--- Start RECORDS PROVIDED ---

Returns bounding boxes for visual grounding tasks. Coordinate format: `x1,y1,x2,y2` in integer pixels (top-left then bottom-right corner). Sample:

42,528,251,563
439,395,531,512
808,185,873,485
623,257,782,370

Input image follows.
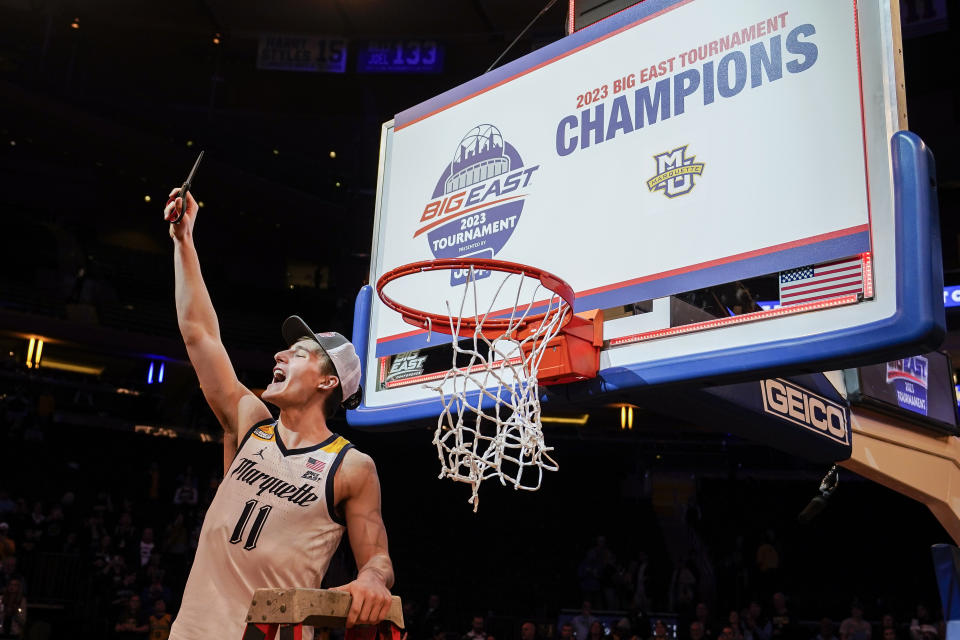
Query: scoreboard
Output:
357,40,444,73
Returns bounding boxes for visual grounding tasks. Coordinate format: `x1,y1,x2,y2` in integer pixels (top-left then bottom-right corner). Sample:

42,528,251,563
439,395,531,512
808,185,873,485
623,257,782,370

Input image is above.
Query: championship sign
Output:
376,0,871,355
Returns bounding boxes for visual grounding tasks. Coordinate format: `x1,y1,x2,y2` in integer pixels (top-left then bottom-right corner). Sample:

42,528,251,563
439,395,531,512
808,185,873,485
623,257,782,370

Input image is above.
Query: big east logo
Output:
413,124,540,286
887,356,929,416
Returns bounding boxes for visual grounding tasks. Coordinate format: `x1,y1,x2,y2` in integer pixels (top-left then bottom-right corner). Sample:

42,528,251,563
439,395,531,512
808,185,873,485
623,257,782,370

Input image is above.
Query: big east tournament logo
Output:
887,356,928,415
413,124,540,286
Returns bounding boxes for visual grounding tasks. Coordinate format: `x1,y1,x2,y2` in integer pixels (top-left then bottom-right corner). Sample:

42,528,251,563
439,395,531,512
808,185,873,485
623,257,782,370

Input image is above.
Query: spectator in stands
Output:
140,527,155,567
743,600,772,640
463,616,489,640
770,591,797,640
422,596,447,632
880,613,901,640
727,609,743,640
910,604,943,640
813,618,837,640
694,602,715,640
148,599,172,640
0,578,27,638
668,558,697,619
41,505,66,552
570,600,597,640
0,522,17,560
140,571,173,605
111,511,139,563
650,618,667,640
93,535,116,571
610,618,641,640
110,571,142,612
586,620,607,640
173,478,198,506
0,490,17,518
579,536,617,609
756,529,780,595
0,556,27,592
840,600,871,640
113,595,150,640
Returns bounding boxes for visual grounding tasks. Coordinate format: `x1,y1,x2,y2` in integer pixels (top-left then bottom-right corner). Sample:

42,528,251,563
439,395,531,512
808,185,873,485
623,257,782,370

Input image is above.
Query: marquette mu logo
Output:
253,424,275,440
647,145,706,198
413,124,540,286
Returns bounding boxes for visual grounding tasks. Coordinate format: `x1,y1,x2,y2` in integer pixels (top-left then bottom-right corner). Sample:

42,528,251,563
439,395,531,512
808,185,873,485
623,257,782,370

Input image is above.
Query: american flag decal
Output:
780,256,863,306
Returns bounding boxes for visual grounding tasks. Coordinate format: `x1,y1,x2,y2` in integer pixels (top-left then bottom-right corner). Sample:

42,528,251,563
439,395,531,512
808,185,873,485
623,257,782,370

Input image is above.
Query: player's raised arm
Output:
334,449,393,627
163,189,270,464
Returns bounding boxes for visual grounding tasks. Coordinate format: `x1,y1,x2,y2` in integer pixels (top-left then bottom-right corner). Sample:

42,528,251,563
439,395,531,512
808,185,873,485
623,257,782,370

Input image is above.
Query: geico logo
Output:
760,380,847,440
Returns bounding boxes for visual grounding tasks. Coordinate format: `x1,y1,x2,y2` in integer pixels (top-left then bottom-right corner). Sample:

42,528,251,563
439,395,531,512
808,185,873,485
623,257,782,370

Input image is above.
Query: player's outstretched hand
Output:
330,572,392,629
163,187,200,239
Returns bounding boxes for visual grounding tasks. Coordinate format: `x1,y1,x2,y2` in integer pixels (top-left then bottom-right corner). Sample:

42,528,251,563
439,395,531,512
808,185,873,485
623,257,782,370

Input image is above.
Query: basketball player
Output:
164,189,393,640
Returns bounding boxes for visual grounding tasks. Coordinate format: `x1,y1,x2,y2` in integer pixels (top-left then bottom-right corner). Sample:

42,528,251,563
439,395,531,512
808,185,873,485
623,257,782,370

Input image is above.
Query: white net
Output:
428,267,571,511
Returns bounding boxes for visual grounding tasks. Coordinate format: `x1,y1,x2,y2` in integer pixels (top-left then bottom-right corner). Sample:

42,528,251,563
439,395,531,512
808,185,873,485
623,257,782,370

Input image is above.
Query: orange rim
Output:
377,258,576,337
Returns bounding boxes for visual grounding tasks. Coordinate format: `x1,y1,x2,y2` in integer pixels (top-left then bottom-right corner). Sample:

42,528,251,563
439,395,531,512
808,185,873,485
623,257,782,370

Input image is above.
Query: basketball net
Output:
427,266,571,512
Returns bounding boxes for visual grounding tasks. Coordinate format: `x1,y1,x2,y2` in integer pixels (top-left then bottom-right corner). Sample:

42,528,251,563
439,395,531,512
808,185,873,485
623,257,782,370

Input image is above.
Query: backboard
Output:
347,0,944,426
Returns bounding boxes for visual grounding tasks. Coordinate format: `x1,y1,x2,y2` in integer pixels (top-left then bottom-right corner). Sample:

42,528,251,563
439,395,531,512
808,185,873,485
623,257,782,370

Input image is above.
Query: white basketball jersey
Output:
170,420,353,640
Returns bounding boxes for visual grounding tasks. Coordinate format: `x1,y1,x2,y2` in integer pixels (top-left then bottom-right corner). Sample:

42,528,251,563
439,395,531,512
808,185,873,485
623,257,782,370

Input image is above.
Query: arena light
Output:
540,413,590,427
33,338,43,369
620,404,633,431
43,358,104,376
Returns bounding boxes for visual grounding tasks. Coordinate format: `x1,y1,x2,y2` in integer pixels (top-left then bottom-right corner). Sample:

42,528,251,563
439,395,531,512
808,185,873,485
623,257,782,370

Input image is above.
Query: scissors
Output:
164,151,203,224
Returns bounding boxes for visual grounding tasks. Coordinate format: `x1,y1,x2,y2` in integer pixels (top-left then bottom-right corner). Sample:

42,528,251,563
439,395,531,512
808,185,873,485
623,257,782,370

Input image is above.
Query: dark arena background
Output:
0,0,960,640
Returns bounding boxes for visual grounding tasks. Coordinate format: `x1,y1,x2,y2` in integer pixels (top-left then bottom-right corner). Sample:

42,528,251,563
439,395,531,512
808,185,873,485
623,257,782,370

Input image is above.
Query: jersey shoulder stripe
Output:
321,436,350,453
237,418,277,451
324,436,354,526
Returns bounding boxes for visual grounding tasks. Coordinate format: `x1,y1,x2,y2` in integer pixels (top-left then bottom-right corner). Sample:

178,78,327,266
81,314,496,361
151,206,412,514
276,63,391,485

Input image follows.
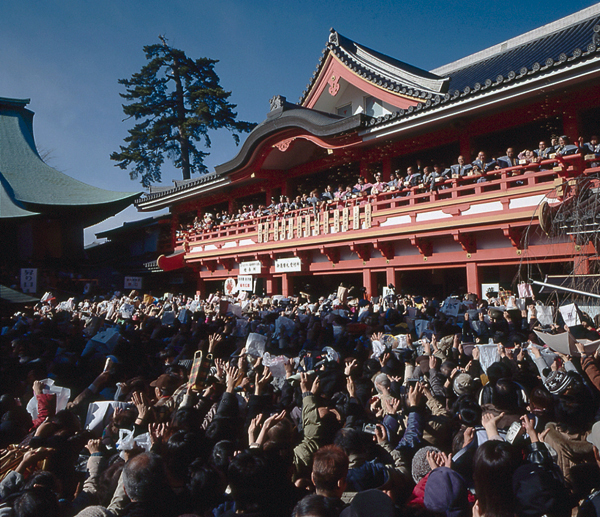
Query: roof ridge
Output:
430,3,600,76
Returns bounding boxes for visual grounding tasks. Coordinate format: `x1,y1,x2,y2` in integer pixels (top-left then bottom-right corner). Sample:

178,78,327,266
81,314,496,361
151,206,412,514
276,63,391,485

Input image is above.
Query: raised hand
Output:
383,397,400,415
215,358,225,379
225,366,244,393
208,333,223,354
346,376,356,398
481,412,504,440
254,368,273,395
375,424,388,443
131,391,150,425
407,382,423,407
85,438,102,454
521,415,539,443
463,427,475,449
344,359,358,377
248,413,263,443
148,424,171,445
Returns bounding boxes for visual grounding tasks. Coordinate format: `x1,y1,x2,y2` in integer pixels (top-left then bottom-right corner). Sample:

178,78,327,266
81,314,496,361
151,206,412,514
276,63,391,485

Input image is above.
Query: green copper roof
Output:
0,97,140,218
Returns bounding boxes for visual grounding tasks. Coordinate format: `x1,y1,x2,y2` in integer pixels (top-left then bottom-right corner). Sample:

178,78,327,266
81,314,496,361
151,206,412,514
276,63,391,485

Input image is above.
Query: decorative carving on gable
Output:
502,225,524,250
269,95,285,111
329,27,340,47
273,137,296,153
327,75,340,97
319,246,340,264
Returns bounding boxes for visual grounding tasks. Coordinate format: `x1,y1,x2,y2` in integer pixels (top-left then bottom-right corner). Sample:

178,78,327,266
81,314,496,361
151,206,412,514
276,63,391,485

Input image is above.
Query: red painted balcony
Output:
176,151,600,262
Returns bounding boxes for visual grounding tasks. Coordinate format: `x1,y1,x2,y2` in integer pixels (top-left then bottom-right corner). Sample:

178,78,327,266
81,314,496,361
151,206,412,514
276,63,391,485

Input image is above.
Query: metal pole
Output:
530,280,600,298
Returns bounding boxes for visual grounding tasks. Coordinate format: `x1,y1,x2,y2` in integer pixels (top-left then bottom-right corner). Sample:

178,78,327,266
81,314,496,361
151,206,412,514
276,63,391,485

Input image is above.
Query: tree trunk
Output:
159,36,191,180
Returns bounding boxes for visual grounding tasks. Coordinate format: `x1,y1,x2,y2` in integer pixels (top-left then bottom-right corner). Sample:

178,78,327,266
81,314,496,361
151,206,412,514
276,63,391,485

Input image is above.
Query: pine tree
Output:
110,36,256,187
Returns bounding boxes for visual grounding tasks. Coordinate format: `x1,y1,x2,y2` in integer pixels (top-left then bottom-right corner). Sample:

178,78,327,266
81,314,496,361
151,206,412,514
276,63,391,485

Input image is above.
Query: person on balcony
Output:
370,172,387,196
333,183,346,201
578,135,600,167
554,135,579,156
404,167,423,188
425,163,450,190
534,140,552,161
321,185,335,203
352,176,373,194
450,154,473,178
387,171,400,190
472,151,499,174
497,147,519,169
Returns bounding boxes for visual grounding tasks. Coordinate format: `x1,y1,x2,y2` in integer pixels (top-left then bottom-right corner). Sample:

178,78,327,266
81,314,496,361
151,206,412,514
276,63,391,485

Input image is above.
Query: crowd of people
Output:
179,135,600,233
0,286,600,517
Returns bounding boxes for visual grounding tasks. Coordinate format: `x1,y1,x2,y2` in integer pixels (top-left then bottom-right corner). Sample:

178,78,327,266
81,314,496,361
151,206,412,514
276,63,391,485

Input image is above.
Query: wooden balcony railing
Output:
176,154,600,248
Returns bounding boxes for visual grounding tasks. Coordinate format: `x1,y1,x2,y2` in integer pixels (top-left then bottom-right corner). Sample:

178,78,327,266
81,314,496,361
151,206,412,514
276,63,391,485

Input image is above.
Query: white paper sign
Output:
441,298,460,317
238,275,252,291
225,278,238,295
558,303,581,327
240,260,262,276
535,305,554,326
124,276,142,290
534,330,600,356
415,320,429,338
275,257,302,273
21,268,37,293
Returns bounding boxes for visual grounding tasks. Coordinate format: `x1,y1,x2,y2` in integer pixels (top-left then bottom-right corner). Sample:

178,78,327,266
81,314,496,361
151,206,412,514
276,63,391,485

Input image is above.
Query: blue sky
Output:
0,0,593,243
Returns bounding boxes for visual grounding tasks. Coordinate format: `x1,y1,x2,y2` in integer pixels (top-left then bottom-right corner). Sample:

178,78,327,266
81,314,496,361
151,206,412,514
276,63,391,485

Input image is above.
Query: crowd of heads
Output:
179,135,600,237
0,285,600,517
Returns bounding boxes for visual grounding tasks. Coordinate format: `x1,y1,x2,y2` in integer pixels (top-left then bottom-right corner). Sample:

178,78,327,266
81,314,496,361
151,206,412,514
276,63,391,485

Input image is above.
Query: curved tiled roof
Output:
360,16,600,127
0,98,139,217
440,16,600,90
135,95,370,205
299,29,448,104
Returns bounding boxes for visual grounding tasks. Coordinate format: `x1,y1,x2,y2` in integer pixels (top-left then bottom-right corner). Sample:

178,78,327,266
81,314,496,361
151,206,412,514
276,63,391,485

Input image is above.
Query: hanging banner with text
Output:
240,260,262,275
124,276,142,289
238,275,252,291
21,268,37,293
275,257,302,273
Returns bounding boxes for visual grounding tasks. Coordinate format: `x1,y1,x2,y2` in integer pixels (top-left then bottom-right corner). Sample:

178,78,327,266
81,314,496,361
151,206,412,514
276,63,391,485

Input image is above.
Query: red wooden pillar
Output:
360,160,373,183
363,268,377,300
265,275,277,296
281,273,294,298
196,273,206,299
462,131,478,163
563,104,583,144
381,157,392,181
467,262,481,298
573,255,590,275
171,214,179,248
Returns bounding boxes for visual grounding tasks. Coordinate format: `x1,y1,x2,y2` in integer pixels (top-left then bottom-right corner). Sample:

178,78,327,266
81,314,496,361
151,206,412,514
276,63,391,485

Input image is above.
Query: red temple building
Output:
136,4,600,295
0,97,140,270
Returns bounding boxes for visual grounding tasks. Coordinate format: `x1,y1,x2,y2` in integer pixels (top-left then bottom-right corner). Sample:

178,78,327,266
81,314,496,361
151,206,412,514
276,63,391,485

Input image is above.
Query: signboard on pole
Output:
238,275,252,291
275,257,302,273
240,260,262,275
224,277,238,296
21,268,37,293
124,276,142,290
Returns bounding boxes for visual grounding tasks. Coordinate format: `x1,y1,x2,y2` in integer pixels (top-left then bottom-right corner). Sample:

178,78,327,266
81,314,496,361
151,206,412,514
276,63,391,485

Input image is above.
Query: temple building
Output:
136,4,600,295
0,98,140,268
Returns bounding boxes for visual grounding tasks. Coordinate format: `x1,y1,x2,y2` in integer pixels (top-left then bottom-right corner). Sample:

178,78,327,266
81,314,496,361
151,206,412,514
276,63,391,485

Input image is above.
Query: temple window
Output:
365,96,384,117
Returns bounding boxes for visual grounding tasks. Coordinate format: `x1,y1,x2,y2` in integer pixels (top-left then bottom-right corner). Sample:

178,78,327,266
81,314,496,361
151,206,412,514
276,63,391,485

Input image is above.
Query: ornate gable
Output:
300,29,449,117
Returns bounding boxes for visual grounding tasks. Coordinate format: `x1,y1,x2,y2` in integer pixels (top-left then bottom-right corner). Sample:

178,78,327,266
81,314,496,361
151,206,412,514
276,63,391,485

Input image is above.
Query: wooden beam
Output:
410,236,433,257
452,230,477,253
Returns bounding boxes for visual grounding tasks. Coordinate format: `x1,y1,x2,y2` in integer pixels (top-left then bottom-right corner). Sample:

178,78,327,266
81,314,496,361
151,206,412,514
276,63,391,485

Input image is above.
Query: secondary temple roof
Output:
137,3,600,209
0,97,139,220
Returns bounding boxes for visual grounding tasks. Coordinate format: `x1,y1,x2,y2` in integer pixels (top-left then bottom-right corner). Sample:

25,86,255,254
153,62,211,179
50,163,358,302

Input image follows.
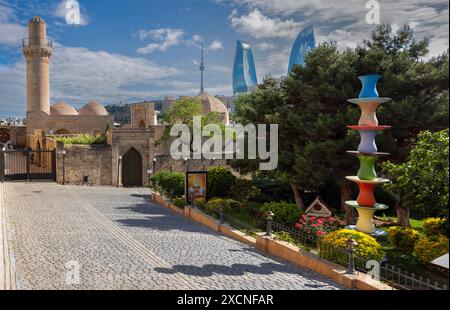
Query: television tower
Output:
200,44,206,94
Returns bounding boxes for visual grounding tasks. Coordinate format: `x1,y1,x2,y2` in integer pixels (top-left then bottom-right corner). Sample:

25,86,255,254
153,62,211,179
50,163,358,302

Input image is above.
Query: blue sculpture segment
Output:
288,25,316,73
359,74,381,98
233,41,258,94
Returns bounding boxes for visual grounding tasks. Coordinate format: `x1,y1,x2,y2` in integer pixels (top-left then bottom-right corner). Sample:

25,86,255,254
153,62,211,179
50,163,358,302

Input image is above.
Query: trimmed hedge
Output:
414,235,449,264
150,170,185,200
207,166,236,199
55,134,107,145
260,201,303,227
320,229,384,267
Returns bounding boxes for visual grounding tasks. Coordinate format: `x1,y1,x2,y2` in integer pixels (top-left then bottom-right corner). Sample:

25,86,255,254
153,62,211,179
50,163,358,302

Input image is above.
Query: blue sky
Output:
0,0,448,117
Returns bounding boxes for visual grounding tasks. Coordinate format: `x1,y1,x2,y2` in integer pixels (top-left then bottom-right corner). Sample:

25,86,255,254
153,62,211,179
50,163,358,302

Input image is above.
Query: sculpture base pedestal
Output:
345,225,387,238
345,200,388,237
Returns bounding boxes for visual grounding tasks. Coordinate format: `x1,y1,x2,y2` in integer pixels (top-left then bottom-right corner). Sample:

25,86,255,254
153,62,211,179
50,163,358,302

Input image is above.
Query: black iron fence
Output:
199,203,448,290
0,149,56,181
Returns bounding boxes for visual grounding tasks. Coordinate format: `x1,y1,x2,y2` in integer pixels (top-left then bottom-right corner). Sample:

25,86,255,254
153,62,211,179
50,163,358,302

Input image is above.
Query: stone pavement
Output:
0,183,343,290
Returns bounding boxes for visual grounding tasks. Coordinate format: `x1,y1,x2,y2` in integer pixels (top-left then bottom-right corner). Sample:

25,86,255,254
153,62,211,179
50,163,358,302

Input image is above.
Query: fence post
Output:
0,147,6,183
347,237,358,275
27,149,33,182
266,211,275,237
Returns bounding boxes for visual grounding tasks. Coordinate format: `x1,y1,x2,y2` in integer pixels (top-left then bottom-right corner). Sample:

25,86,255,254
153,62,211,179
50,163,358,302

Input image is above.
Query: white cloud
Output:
0,43,182,116
135,28,223,54
53,0,90,26
229,8,300,39
208,39,223,51
257,42,277,51
229,0,449,55
137,28,185,54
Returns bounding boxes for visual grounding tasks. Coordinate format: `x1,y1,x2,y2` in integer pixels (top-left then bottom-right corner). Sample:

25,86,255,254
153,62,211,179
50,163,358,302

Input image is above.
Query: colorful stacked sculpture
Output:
346,74,391,236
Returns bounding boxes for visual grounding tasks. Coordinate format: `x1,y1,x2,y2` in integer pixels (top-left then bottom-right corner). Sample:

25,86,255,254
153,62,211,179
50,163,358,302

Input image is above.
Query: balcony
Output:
22,37,53,48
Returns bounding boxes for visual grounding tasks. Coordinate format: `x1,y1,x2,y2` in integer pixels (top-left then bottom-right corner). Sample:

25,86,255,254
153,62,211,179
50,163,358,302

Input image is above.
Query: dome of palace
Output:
79,101,108,116
195,92,230,125
50,101,78,116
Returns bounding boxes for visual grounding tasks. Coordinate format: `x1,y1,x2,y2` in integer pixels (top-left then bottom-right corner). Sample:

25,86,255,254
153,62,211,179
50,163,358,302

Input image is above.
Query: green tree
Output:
208,166,236,199
230,25,448,224
383,129,449,226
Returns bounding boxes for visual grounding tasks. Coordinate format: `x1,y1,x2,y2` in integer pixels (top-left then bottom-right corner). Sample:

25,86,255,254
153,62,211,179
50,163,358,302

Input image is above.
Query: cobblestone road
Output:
3,183,342,290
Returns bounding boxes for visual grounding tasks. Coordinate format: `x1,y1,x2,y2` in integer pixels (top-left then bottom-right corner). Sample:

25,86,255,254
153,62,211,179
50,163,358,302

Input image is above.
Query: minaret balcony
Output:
22,37,53,49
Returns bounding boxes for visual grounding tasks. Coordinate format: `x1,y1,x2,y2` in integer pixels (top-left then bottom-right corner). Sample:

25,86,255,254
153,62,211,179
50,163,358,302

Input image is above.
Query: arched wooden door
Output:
122,147,142,186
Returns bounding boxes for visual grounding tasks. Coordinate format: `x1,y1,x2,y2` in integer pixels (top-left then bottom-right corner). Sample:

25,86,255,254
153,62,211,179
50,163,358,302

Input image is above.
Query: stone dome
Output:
30,16,45,24
50,101,78,116
79,101,108,116
195,92,230,125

--- End RECORDS PROVIDED ---

REQUIRED TASK: List every line of the stored items above that contains the string "logo".

SOLUTION TO THIS PROBLEM:
Query: big east logo
Query: big east tournament logo
Query: marquette mu logo
Query: geico logo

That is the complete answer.